TASK DESCRIPTION | Reproduce the lines from the one containing "the black flag" through the one containing "<point>606,236</point>", swapping "thickest part" for "widest part" and leaving everything else untouched.

Point annotation dataset items:
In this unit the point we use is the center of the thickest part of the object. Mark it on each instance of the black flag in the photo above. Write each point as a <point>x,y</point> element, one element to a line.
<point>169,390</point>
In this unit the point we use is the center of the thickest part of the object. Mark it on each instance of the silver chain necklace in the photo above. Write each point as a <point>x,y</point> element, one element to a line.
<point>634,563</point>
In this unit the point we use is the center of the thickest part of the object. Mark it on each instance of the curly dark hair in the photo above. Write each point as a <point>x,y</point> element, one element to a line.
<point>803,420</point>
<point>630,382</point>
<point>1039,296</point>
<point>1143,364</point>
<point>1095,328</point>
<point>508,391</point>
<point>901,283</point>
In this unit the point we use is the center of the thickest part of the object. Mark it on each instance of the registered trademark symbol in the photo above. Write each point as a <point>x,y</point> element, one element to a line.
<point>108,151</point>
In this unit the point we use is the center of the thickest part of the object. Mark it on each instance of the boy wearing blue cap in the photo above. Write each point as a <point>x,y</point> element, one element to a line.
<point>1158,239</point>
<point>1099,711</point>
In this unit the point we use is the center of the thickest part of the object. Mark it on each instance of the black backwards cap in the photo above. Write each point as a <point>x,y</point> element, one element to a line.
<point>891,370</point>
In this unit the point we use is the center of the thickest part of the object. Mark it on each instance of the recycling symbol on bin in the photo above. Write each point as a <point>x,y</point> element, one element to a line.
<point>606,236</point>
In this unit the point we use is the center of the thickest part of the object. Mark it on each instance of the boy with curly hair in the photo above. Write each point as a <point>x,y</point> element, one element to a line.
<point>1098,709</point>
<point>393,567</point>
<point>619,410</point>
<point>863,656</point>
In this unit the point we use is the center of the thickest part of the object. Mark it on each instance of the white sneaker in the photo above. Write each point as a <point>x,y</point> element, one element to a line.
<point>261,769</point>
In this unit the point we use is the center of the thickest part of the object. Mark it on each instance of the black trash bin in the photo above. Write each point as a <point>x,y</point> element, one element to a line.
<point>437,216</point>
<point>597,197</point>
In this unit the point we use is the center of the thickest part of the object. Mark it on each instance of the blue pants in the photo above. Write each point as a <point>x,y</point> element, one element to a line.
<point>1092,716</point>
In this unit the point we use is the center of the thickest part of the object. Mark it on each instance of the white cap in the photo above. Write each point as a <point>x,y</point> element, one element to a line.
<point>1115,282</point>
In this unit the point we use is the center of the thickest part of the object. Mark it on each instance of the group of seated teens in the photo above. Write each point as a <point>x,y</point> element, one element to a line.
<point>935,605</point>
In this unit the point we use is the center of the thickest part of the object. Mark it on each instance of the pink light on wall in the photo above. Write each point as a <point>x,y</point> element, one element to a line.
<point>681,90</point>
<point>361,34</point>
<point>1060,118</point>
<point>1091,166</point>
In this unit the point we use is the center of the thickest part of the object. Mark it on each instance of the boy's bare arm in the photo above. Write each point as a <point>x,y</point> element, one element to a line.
...
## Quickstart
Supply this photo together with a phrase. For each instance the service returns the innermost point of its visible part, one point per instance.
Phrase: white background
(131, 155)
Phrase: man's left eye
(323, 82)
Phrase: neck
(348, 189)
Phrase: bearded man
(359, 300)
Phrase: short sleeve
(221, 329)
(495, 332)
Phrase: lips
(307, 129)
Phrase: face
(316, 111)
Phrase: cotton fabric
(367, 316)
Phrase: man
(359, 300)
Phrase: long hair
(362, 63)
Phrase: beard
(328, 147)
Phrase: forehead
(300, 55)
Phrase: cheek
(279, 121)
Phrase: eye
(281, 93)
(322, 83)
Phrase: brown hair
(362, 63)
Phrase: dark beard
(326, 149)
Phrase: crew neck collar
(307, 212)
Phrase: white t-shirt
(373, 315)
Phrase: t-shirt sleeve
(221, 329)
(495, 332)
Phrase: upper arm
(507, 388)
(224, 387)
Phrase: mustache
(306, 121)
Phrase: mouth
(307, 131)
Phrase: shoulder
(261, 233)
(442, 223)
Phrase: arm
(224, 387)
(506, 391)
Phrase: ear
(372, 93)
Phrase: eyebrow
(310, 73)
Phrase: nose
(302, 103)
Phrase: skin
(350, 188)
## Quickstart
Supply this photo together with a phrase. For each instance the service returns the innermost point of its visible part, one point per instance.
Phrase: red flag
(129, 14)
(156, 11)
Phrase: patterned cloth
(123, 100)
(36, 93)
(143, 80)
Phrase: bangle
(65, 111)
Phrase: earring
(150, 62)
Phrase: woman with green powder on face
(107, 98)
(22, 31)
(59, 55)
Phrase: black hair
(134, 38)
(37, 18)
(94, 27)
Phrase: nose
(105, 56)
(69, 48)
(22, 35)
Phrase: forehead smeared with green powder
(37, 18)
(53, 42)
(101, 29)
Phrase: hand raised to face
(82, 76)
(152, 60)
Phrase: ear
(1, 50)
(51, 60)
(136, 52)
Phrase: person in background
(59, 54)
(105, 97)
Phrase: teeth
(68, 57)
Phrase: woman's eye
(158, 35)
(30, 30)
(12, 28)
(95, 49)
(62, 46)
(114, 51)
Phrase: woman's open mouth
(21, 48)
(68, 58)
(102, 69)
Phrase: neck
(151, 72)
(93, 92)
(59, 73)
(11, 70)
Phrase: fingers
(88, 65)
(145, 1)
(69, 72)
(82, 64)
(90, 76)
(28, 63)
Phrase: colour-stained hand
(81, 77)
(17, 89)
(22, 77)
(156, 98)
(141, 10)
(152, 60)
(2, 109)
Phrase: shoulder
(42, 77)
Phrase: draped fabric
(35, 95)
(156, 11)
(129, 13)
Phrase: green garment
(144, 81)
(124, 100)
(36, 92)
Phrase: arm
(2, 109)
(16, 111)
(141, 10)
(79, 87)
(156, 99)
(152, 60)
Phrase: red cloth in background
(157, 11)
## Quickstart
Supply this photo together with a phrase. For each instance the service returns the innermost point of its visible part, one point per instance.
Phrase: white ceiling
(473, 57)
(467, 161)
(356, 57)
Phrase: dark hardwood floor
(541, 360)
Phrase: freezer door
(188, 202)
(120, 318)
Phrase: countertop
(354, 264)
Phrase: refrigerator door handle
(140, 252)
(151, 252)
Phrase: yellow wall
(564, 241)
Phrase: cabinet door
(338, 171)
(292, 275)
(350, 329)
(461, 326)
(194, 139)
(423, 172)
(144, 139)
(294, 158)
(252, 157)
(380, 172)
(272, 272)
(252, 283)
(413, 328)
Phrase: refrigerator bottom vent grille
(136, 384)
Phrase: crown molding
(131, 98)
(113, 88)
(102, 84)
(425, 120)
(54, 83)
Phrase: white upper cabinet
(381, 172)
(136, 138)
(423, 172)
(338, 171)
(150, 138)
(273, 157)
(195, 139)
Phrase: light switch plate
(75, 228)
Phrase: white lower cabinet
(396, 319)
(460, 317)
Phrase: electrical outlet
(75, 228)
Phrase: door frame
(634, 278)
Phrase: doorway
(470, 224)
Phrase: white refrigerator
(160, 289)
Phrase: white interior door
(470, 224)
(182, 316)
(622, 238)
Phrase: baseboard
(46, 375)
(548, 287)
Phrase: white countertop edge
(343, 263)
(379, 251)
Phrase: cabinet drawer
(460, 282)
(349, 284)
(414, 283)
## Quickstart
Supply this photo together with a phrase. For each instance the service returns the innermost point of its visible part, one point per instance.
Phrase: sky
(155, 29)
---
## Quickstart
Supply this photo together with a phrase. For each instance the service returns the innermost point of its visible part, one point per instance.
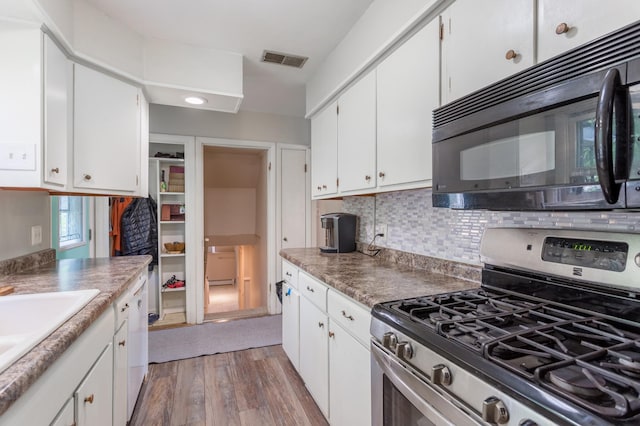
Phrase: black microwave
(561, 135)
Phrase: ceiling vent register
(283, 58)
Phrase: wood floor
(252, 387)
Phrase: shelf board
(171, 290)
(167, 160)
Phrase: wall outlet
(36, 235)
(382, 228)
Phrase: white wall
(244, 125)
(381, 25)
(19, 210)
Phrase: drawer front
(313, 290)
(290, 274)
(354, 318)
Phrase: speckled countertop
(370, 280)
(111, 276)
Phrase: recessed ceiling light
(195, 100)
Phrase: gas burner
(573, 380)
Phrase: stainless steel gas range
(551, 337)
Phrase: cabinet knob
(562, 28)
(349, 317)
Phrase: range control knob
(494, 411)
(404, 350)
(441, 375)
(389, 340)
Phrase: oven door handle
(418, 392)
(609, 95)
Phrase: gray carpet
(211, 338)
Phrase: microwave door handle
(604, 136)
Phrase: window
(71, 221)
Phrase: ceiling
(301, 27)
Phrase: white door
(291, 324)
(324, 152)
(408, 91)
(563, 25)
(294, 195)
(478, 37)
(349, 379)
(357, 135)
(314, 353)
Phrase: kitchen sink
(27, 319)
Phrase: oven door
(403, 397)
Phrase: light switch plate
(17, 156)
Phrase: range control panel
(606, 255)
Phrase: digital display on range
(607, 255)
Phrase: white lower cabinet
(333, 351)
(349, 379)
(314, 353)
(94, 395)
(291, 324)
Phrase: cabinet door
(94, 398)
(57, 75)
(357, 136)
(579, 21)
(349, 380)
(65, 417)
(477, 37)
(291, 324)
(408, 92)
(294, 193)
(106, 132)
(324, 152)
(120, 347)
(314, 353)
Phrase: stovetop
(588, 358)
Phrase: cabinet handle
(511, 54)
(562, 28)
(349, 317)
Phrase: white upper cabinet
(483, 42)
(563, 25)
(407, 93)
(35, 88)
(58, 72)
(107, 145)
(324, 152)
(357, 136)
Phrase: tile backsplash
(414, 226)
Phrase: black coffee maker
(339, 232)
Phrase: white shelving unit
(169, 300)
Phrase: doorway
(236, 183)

ANSWER BELOW |
In this unit the point we use is the center of the widest part of the object. Mark it on each instance of the black flag in the photo above. Write each point as a <point>x,y</point> element, one element to a line.
<point>169,390</point>
In this unit the point we use is the center of the widest part of the object. Mark it on each instance of the silver chain necklace in the photo above. Write each point as a <point>x,y</point> element, one element to a line.
<point>634,563</point>
In this unit the point we use is the center of the widest part of the object. Mark it on each instance of the curly dark hair in the photo above. Write each point as a <point>x,y</point> element, one element to a line.
<point>803,420</point>
<point>630,382</point>
<point>1039,296</point>
<point>1143,364</point>
<point>1095,328</point>
<point>508,391</point>
<point>901,283</point>
In this unit the point we use is the center of the widest part of the object. Mark it on each instance of the registered trademark symbol in the photo above. Write each point as a <point>x,y</point> element, one element to a line.
<point>108,151</point>
In this unit the point we use is the center of the widest part of the object. Mark it on each instance of the boy wearing blue cap in the photo above. Write each point as a <point>x,y</point> element, one element to a line.
<point>1158,239</point>
<point>1099,711</point>
In this unit the point we use is the center of the widest part of the object. Mark it on each instance of the black backwards cap in the photo above. Write each point as a <point>x,y</point> element, one element to a line.
<point>891,370</point>
In this unit the point we use is the center of the widest part of the object. Mark it on each instance of the recycling symbol on bin in the photo above. Write each point as a <point>x,y</point> element, one element to a line.
<point>606,236</point>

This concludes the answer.